Could you write out every entry exactly as it stands?

[[ Extracted material, beginning ]]

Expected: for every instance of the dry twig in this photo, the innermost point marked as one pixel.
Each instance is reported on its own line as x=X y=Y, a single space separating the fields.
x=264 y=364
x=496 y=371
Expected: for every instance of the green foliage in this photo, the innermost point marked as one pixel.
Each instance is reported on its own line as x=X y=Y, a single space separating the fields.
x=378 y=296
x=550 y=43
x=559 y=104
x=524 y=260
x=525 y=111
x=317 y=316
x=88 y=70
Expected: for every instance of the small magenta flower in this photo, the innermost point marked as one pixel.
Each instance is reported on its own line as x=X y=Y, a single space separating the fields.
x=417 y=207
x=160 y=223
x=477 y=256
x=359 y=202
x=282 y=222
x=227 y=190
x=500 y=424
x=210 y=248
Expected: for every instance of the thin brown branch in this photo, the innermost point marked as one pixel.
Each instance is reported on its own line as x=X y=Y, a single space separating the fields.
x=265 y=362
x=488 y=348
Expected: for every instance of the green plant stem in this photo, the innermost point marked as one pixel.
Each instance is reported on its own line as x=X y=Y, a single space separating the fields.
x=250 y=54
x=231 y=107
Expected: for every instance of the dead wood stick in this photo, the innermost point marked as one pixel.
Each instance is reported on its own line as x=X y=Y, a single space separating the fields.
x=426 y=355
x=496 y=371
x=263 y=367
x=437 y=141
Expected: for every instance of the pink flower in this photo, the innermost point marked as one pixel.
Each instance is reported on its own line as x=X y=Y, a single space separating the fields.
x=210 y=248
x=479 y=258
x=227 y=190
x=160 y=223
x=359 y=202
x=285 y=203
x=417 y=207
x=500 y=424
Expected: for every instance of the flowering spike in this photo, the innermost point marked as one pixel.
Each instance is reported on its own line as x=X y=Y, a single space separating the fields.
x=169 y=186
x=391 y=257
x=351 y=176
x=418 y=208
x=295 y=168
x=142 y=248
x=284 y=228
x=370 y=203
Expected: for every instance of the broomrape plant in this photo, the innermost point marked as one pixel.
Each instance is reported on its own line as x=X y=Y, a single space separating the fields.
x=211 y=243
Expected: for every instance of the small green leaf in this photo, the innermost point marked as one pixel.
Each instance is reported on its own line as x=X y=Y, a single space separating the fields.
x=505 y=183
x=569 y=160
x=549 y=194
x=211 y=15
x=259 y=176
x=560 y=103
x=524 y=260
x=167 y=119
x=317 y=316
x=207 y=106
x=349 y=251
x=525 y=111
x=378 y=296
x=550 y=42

[[ Extracted material, end ]]

» Your solution:
Expected: for every instance of the dry twig in this photo, the innermost point marked as one pixel.
Each instance is reported on its own line as x=X y=Y, a single space separating the fields.
x=264 y=364
x=496 y=371
Expected: for every instance of the green foliage in this photo, the innermost point marked as one pixel.
Each instance is reported on its own line as x=X y=Y, a single space separating the fields.
x=378 y=296
x=550 y=43
x=559 y=104
x=524 y=260
x=525 y=111
x=317 y=316
x=88 y=70
Expected: for every instance of the small magenta flower in this photo, the innermost point marked as one pixel.
Each instance is reported on its own line as x=X y=Y, a single space separating the fields.
x=417 y=207
x=160 y=223
x=477 y=256
x=359 y=202
x=282 y=222
x=227 y=190
x=500 y=424
x=210 y=248
Expected: for every instance of the thin brown branch in this photo, the innermost point marked as one pixel.
Each instance is reported on its own line as x=X y=Y, a single space separating the fields.
x=265 y=362
x=488 y=348
Expected: for every instance of the green plant stem in this photo, the innermost point marked as one pixel.
Each instance is reported on its own line as x=X y=Y, a single space separating the fields.
x=250 y=54
x=231 y=107
Expected: for every instance of the dead wood stick in this photo, the innermost point marked as one pixel.
Each instance is reported on its own line as x=X y=Y, a single space separating the fields.
x=426 y=355
x=496 y=371
x=263 y=367
x=437 y=141
Expected: for every instance of the pink flower in this photo, the innermost point marked as one pixel.
Each instance is reported on its own line as x=X y=Y, a single space separating the fields.
x=210 y=248
x=479 y=258
x=227 y=190
x=160 y=223
x=359 y=202
x=285 y=203
x=417 y=207
x=500 y=424
Expected: for every instance of the flowering spike in this photo, the innermost point marked as one pixel.
Each instance is reported on its own line as x=X y=Y, a single space separating the fields.
x=169 y=186
x=391 y=257
x=351 y=176
x=418 y=208
x=295 y=168
x=142 y=248
x=284 y=228
x=370 y=203
Expected: for every instance of the broomrape plant in this photo, the innermost point marked as one pixel.
Each instance is reported on its own line as x=X y=Y, a single space separating the fields.
x=211 y=243
Expected: for every instance of the small green leaf in this photo, the innermost point marked as one pixel.
Each instance is reported on its own line as x=X y=Y, a single space separating the fields.
x=505 y=183
x=569 y=160
x=549 y=194
x=211 y=15
x=259 y=176
x=560 y=103
x=524 y=260
x=167 y=119
x=317 y=316
x=207 y=106
x=349 y=251
x=525 y=111
x=378 y=296
x=550 y=42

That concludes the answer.